▶ What is being asked: Beginning at the line containing "Please point out the hooked", output every line to the end of the data below exactly as it appears.

▶ Data provided:
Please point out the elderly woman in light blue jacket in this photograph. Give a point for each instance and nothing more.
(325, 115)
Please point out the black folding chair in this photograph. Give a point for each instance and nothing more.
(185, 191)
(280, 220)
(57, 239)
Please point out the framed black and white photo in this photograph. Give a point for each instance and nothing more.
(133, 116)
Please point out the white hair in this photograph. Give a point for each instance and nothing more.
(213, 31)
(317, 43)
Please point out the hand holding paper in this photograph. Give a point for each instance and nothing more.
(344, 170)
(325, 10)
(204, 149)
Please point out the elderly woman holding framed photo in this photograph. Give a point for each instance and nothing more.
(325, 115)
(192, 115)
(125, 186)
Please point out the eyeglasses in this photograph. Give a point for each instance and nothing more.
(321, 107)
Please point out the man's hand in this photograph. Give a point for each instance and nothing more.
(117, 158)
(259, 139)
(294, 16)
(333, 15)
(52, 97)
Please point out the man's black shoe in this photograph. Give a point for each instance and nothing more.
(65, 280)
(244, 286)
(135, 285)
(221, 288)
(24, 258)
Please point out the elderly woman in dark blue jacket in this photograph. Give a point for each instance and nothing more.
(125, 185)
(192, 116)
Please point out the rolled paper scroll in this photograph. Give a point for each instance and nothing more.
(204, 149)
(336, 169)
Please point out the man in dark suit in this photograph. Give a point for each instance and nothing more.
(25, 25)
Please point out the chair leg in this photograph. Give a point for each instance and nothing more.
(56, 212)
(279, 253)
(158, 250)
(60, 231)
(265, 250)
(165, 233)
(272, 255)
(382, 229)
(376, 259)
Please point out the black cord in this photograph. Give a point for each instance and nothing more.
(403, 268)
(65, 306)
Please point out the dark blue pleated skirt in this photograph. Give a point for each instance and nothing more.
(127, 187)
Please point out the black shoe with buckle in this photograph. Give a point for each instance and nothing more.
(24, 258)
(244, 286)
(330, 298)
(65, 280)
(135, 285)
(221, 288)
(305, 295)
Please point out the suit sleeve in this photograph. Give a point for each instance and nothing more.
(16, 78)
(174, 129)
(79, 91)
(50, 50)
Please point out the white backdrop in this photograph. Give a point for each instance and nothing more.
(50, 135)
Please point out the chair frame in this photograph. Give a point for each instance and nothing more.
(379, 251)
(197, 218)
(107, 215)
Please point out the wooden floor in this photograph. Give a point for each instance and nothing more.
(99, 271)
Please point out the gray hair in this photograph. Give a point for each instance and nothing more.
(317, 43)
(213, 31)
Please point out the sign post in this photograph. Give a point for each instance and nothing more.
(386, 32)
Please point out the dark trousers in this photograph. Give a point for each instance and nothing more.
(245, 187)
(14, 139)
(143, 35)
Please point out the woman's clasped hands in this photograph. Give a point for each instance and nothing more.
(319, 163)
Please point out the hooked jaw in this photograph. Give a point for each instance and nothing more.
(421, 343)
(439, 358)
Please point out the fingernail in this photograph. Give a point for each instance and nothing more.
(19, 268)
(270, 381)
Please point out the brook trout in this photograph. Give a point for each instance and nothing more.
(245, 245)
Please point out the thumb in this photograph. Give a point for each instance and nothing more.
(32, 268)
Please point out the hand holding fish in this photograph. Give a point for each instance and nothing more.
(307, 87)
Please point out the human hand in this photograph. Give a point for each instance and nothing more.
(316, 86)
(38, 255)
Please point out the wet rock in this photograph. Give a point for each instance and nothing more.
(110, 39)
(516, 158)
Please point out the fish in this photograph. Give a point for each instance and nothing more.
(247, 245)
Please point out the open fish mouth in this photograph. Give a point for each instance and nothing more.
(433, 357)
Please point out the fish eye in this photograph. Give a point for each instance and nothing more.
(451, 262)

▶ Complete answer:
Please point out the hooked jaw in this photograph. Give a point for each instance and nothing more.
(421, 343)
(439, 358)
Please point out the fingernail in this photograph. Give a point for each instance and nothing more.
(19, 268)
(270, 381)
Please point out the brook trout in this photograph. Give a point for each instance and nothing more.
(245, 245)
Please point out the thumb in this photograph. Give a point for each instance and nothing more.
(32, 268)
Please point out the hand holding fish in this photograph. Give a point for each instance and nothing more.
(307, 87)
Please point out the human hand in this photograph. Give a point for each instance and nothing more.
(316, 86)
(38, 255)
Please point out the wet rock in this photograph. Give a point for each instance and nothing more.
(110, 39)
(516, 158)
Please point out the fish in this photograph. Give a point for each instance and nothing more.
(247, 245)
Please point out the open fish mouth in this photograph. Give a point for each instance and nothing more.
(433, 357)
Please point out the fish eye in this photograph. Give a point for each instance and nothing more.
(451, 262)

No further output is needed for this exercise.